Exercise =
Leave out the pictures; transcribe all else exactly.

* * * *

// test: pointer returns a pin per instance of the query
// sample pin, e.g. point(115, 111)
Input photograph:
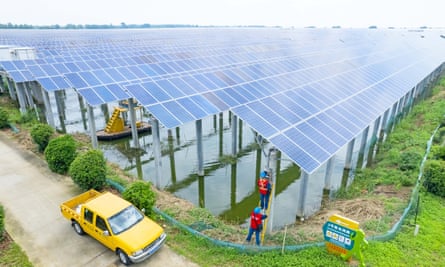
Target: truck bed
point(71, 208)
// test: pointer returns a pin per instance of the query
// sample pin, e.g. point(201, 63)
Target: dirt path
point(31, 194)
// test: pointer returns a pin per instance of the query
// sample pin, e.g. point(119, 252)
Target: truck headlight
point(137, 253)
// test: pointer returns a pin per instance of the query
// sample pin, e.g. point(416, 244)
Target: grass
point(12, 256)
point(396, 164)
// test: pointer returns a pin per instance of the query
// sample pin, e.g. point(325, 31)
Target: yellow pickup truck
point(116, 223)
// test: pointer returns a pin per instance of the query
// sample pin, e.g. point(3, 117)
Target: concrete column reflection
point(60, 103)
point(201, 194)
point(233, 185)
point(171, 153)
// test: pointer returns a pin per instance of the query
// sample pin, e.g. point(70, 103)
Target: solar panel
point(305, 90)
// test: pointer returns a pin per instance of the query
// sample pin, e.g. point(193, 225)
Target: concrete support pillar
point(157, 151)
point(21, 97)
point(304, 183)
point(199, 148)
point(328, 175)
point(48, 111)
point(134, 129)
point(92, 126)
point(234, 134)
point(273, 170)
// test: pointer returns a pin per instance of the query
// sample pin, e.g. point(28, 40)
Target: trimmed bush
point(434, 180)
point(4, 117)
point(60, 152)
point(140, 194)
point(41, 134)
point(88, 170)
point(2, 222)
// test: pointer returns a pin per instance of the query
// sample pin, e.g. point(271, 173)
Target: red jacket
point(256, 220)
point(264, 186)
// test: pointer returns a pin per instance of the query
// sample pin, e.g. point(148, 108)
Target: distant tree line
point(123, 25)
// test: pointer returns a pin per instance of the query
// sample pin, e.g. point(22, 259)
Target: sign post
point(344, 237)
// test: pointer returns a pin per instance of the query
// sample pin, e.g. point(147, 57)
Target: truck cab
point(116, 223)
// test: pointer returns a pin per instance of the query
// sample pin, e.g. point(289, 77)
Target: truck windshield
point(124, 220)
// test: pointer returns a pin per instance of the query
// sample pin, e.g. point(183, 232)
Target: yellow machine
point(116, 122)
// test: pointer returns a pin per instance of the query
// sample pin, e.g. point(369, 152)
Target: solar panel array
point(308, 91)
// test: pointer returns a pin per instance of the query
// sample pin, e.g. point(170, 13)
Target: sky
point(285, 13)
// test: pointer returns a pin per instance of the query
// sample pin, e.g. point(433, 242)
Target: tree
point(41, 134)
point(60, 152)
point(88, 170)
point(142, 196)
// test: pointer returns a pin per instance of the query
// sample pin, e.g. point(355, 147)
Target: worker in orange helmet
point(256, 225)
point(264, 188)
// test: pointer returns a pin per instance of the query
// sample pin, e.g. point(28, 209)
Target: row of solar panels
point(308, 97)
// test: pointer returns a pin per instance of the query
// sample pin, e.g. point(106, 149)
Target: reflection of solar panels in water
point(308, 91)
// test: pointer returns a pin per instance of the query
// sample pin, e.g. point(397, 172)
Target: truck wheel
point(78, 228)
point(123, 257)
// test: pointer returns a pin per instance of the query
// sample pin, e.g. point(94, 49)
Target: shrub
point(2, 222)
point(140, 194)
point(410, 161)
point(3, 118)
point(88, 170)
point(60, 152)
point(433, 174)
point(438, 152)
point(41, 134)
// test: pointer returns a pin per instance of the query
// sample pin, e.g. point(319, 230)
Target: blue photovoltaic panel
point(60, 82)
point(216, 101)
point(269, 114)
point(291, 148)
point(49, 70)
point(103, 76)
point(235, 95)
point(17, 76)
point(308, 145)
point(305, 91)
point(332, 133)
point(72, 67)
point(193, 108)
point(76, 80)
point(323, 141)
point(105, 94)
point(117, 76)
point(138, 72)
point(37, 71)
point(209, 85)
point(118, 91)
point(157, 92)
point(170, 88)
point(328, 120)
point(180, 113)
point(61, 68)
point(47, 84)
point(227, 99)
point(127, 73)
point(148, 70)
point(183, 86)
point(141, 95)
point(89, 78)
point(292, 105)
point(258, 123)
point(196, 85)
point(91, 97)
point(164, 116)
point(290, 116)
point(206, 105)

* * * *

Response to this exercise =
// test: pointer returns a pin per instance of the query
// sample pin, e.g. point(115, 111)
Input photograph:
Target: truck bed
point(71, 208)
// test: pointer returns a pin per instance of the query
// sample pin, e.g. point(201, 63)
Target: dirt path
point(31, 194)
// test: pointer returns a pin per instance of the query
// sample pin, e.g. point(119, 252)
Target: truck headlight
point(137, 253)
// test: pointer returns a pin per instance of the query
// sample pin, e.g. point(416, 244)
Target: grass
point(12, 256)
point(396, 164)
// test: pointer returns a pin per instance of the query
// sample pin, e.g. point(325, 31)
Target: yellow pickup truck
point(116, 223)
// test: pointer returns a pin per instance of the query
// sample pin, e.g. point(3, 117)
Target: concrete column reflection
point(60, 103)
point(201, 194)
point(233, 185)
point(171, 153)
// test: pointer returns a pin per instance of the query
// sample pin, e.g. point(70, 103)
Target: solar panel
point(305, 90)
// test: pointer returns a pin per instance of the query
// sample pin, e.g. point(193, 225)
Target: concrete support pillar
point(157, 151)
point(21, 97)
point(304, 183)
point(199, 148)
point(328, 175)
point(48, 111)
point(134, 129)
point(92, 126)
point(234, 134)
point(273, 170)
// test: pointer returns a pin per instance of the query
// sample pin, e.g. point(28, 40)
Target: trimmed bush
point(434, 180)
point(4, 117)
point(60, 152)
point(140, 194)
point(41, 134)
point(88, 170)
point(2, 222)
// test: pointer returns a pin per instance of the query
// sample pin, e.g. point(271, 173)
Target: red jacket
point(256, 220)
point(264, 186)
// test: pointer returns a pin per instance of the query
// sample pin, e.g. point(148, 108)
Target: distant tree line
point(123, 25)
// test: pointer returns a pin per instance of the query
// sample pin, e.g. point(22, 259)
Target: sign post
point(344, 237)
// test: pointer returns a pin per instance of the query
// sample pin, e.g. point(147, 57)
Target: truck cab
point(116, 223)
// test: pointer returns a pin per instance of the query
// sample pin, e.g. point(289, 77)
Target: truck windshield
point(124, 220)
// test: pointer returns a pin per instance of the query
// sample pin, e.g. point(183, 232)
Target: yellow machine
point(116, 122)
// test: pointer returns a pin per instance of the query
// sample pin, e.g. point(369, 152)
Target: solar panel array
point(308, 91)
// test: pointer returns a pin per instance of the query
// sample pin, e.g. point(170, 13)
Target: sky
point(285, 13)
// test: pointer returns a pin per instance of the query
// sample pin, e.g. point(433, 242)
Target: tree
point(41, 134)
point(60, 152)
point(88, 170)
point(142, 196)
// test: pointer returns a pin per instance of the query
// sample pin, e.g. point(355, 147)
Target: worker in orange helmet
point(256, 225)
point(264, 188)
// test: pointer returns a pin per instance of the query
// sample pin, e.g. point(28, 209)
Target: row of solar panels
point(308, 97)
// test: pointer returns a pin per instance of the query
// sample pin, e.g. point(106, 149)
Target: reflection of solar panels in water
point(308, 91)
// test: pointer returns a pin per instance of the query
// sample pin, e.g. point(397, 172)
Target: truck wheel
point(78, 228)
point(123, 257)
// test: pointer returns a pin per instance of the query
// sample pin, e.g. point(94, 49)
Target: shrub
point(2, 222)
point(140, 194)
point(410, 161)
point(3, 118)
point(88, 170)
point(60, 152)
point(433, 174)
point(438, 152)
point(41, 134)
// test: pointer returns a pin per instance of the query
// sample pin, e.g. point(319, 230)
Target: blue photovoltaic panel
point(60, 82)
point(216, 101)
point(269, 114)
point(291, 148)
point(49, 70)
point(103, 76)
point(235, 95)
point(17, 76)
point(308, 145)
point(305, 91)
point(332, 133)
point(72, 67)
point(193, 108)
point(76, 80)
point(323, 141)
point(105, 94)
point(117, 76)
point(138, 72)
point(37, 71)
point(209, 85)
point(118, 91)
point(157, 92)
point(170, 88)
point(328, 120)
point(180, 113)
point(61, 68)
point(47, 84)
point(227, 99)
point(127, 73)
point(148, 70)
point(183, 86)
point(141, 95)
point(89, 78)
point(292, 105)
point(258, 123)
point(196, 85)
point(91, 97)
point(164, 116)
point(290, 116)
point(206, 105)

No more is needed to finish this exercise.